- **Exercise objective**
A faithful copy of all the entries is required, with no pictures in it.

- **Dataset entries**
__________
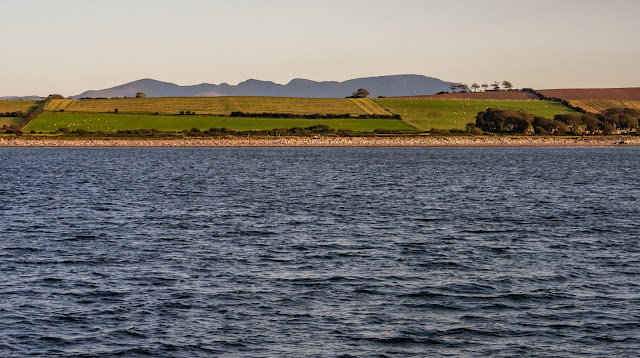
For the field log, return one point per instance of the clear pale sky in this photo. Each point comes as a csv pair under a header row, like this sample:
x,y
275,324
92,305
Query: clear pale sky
x,y
69,46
__________
- **Expected answer**
For the field log, return one point per instance of the clear pale sky in this photo. Each point comes as a csv pair under a header row, like this sample:
x,y
275,324
92,305
Query: clear pale sky
x,y
69,46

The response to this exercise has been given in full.